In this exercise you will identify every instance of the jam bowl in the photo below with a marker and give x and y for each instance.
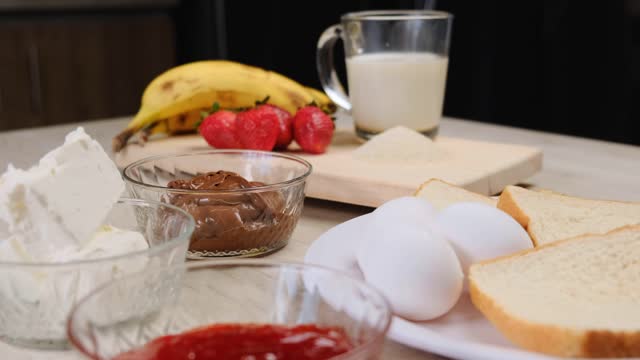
(36, 297)
(246, 308)
(245, 203)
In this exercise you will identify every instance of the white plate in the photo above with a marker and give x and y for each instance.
(463, 333)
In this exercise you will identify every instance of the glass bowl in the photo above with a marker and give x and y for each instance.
(239, 222)
(35, 298)
(128, 313)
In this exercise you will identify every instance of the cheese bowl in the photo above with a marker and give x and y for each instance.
(36, 297)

# WHAT TO PRODUCE:
Write out every line above again word for word, but shift each x and y coordinate up by 145. Leave out the picture.

# REPLY:
In this exercise you will identify every instance of the jam bowl in the photo below with a marker and give x and y for each instance.
(181, 442)
(391, 453)
(390, 348)
In this exercise you will identify every instance of the white plate in the photo above with a marker and give x and y for each instance.
(608, 478)
In this exercise you will identify every instance of the glass bowl in the photo above with a marker and give x and y for each instance.
(384, 367)
(180, 443)
(273, 458)
In this exercise you will identify every instance of the cheese bowl in the photo above with a marker and give x and y for each instance.
(181, 442)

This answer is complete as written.